SELECTED EXCERPT
━━━━━━━━━━━━━━━━━━━━
The church was established on July 1, 1962, as 53 members of South Louisville Christian Church, ministered by Olin Hay, started a new church in the Hikes Point area called 'Southeast Christian Church'. Four years later, in 1966, Hay's brother-in-law, Butch Dabney, a founding elder, hired Bob Russell their first senior minister. Russell retired in 2006 after 40 years of service. He was succeeded as senior minister by Dave Stone, the longtime preaching associate at Southeast. John Schnatter once donated an unspecified amount of money for a new sanctuary. The church is commonly known as "Six Flags over Jesus" to local residents, a satirical reference to the large size of the church building.

In February 2007, Southeast Christian officially released an announcement that it would establish a satellite church in Clark County, Indiana. With the establishment of a second location, Southeast became a multi-site church. The breaking of the ground, by I-65 Exit 4 in Jeffersonville, Indiana, took place on August 12, 2007, and the church officially opened on April 12, 2009. On February 8, 2009, the church announced the plans for its third location. The Oldham County Campus, in Crestwood, Kentucky, held its first service in January 2011. In 2009, Southeast also opened up a new youth building called "The Block". On the weekend of June 30/July 1, 2012, the church announced that it would develop a fourth campus in southwest Jefferson County, near Dixie Highway (US 31W) and adjacent to the southwestern campus of Christian Academy of Louisville. This site was originally expected to open in fall 2013, but groundbreaking was delayed until February 2013; the new campus opened in time for Easter 2014. The next satellite campus was found in an old movie theatre in LaGrange, Kentucky in January 2017, making this the 5th campus to launch. In 2017, a satellite campus opened in Elizabethtown, Kentucky. The church also opened a campus in Prospect, Kentucky in 2019.
━━━━━━━━━━━━━━━━━━━━
RECORDS PROVIDED

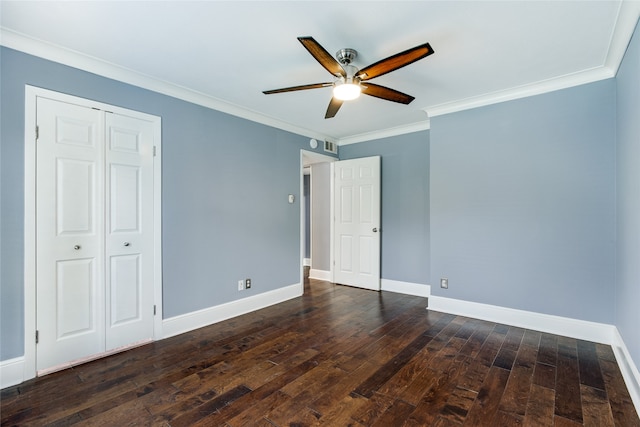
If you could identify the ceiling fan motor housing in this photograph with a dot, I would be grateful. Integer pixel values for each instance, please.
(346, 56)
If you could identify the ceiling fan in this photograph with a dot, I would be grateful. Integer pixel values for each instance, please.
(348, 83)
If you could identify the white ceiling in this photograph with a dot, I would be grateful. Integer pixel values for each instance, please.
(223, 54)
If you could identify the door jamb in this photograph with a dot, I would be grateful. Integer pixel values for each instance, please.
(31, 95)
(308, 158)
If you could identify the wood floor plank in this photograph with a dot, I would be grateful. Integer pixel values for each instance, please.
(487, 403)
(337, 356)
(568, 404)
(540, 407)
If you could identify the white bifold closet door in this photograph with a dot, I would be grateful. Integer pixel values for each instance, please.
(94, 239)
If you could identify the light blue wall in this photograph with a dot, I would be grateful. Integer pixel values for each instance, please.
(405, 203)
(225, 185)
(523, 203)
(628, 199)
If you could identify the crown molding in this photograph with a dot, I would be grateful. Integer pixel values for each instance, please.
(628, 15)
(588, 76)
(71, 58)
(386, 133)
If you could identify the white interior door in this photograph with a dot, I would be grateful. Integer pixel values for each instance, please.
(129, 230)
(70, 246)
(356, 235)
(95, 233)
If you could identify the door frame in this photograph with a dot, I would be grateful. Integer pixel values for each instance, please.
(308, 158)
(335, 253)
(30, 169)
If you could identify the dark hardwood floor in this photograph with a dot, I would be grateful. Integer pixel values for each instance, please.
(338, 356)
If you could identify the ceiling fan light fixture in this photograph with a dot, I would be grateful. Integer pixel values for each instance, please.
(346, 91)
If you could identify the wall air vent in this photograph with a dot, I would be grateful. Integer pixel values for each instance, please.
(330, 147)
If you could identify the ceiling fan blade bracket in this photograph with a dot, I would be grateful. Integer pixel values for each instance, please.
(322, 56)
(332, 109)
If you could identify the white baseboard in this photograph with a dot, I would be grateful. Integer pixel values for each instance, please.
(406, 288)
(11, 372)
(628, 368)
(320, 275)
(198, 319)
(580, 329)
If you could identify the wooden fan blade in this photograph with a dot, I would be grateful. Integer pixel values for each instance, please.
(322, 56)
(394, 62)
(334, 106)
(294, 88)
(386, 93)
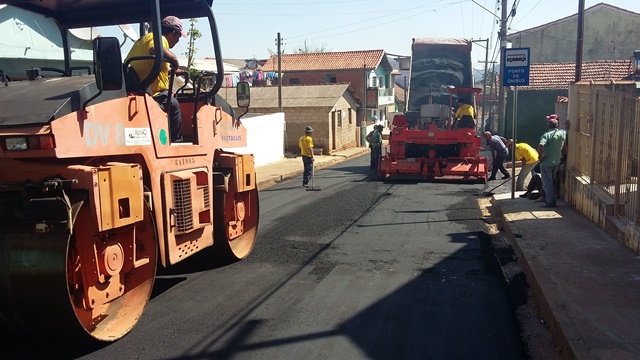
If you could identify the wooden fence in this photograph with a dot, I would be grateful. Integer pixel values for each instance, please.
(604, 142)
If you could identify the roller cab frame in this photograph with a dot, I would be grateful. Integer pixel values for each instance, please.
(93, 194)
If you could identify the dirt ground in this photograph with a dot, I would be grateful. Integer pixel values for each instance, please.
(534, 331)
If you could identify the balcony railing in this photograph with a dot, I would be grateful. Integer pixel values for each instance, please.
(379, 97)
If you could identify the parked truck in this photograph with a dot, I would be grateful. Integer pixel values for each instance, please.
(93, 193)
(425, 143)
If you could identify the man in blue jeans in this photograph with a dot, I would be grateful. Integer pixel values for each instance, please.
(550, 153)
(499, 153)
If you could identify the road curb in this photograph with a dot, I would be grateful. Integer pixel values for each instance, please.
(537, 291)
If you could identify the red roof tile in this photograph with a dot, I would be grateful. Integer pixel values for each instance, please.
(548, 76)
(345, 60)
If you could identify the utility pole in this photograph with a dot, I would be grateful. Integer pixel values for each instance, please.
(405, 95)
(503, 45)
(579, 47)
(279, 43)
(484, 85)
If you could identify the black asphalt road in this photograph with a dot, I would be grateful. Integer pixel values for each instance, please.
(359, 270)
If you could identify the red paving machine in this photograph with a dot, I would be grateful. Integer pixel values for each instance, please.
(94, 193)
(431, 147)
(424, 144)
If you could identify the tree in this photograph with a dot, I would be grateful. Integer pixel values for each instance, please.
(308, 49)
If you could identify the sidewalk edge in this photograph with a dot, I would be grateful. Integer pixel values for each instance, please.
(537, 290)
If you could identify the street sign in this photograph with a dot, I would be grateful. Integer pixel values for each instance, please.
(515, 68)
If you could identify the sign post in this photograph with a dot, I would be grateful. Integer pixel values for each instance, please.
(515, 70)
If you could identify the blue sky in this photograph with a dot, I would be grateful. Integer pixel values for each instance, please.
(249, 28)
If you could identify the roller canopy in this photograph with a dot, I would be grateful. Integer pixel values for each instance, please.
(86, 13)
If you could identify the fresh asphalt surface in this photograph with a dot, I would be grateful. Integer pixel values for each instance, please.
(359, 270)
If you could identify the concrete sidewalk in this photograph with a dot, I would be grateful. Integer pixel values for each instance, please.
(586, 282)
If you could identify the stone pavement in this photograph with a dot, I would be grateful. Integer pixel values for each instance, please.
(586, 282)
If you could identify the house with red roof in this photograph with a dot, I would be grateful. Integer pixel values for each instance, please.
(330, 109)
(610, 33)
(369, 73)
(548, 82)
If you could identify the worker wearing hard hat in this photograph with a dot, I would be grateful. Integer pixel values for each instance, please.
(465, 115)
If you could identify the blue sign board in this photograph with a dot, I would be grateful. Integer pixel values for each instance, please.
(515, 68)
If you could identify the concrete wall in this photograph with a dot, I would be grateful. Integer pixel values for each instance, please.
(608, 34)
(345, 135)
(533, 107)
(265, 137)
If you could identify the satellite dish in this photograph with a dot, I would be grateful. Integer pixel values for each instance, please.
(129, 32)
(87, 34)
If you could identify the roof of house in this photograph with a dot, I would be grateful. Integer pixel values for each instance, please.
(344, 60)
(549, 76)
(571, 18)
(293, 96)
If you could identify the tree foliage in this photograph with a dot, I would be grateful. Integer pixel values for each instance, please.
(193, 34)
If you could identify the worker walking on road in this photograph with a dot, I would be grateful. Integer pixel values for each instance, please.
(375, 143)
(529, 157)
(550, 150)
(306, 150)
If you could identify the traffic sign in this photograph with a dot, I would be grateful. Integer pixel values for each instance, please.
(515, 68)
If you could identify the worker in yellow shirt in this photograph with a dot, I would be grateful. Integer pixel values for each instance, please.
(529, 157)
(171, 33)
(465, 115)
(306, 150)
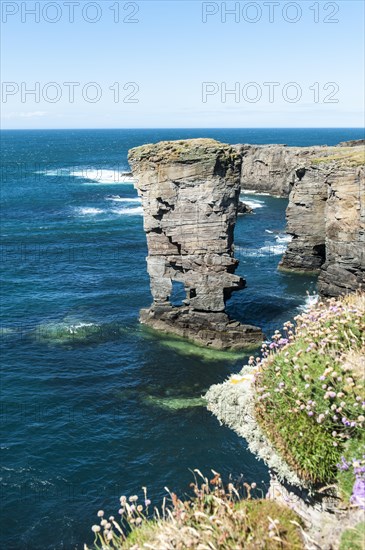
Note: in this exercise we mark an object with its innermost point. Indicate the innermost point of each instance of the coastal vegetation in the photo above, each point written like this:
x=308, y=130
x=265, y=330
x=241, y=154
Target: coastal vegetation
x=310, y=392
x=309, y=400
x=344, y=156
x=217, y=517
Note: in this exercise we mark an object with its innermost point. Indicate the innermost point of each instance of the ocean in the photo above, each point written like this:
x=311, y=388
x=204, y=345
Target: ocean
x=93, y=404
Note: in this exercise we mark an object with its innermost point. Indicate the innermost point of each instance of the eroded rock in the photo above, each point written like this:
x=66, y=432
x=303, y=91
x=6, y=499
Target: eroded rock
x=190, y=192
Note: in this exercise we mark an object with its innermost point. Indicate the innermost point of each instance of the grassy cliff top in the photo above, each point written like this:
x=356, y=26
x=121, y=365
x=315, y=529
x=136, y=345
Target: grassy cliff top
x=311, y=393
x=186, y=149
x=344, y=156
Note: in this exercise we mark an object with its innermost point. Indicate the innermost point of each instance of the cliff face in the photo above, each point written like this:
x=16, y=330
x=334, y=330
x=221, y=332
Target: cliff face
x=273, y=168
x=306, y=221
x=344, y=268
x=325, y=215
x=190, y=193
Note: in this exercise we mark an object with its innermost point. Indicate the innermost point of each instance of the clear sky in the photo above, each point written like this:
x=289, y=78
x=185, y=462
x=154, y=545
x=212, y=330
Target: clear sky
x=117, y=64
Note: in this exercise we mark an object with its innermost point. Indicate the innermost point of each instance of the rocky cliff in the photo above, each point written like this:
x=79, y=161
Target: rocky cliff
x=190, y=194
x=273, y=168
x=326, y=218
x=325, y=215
━━━━━━━━━━━━━━━━━━━━
TASKS AND EXERCISES
1 > Answer these questions from the Southeast Christian Church history:
(a) Who succeeded Bob Russell as senior minister?
(b) On what date did the church in Jeffersonville, Indiana officially open?
(c) What kind of building housed the satellite campus in LaGrange, Kentucky?
2 > Carry the Southeast Christian Church history forward, beginning after its final sentence about the Prospect, Kentucky campus.

TASK RESULTS
1 >
(a) Dave Stone
(b) April 12, 2009
(c) An old movie theatre

2 >
In November 2018, CBS News listed Southeast Christian Church as the 12th largest megachurch in the United States with about 21,764 weekly visitors.

In September 2019, the church announced a campus in Shelby County, Kentucky would be built, and in January 2020, the church announced a campus in Bullitt County, Kentucky would be built. In May 2021, the South Louisville campus launched.

According to a church census released in 2023, it claimed a weekly attendance of 25,917 people and 14 campuses in different cities.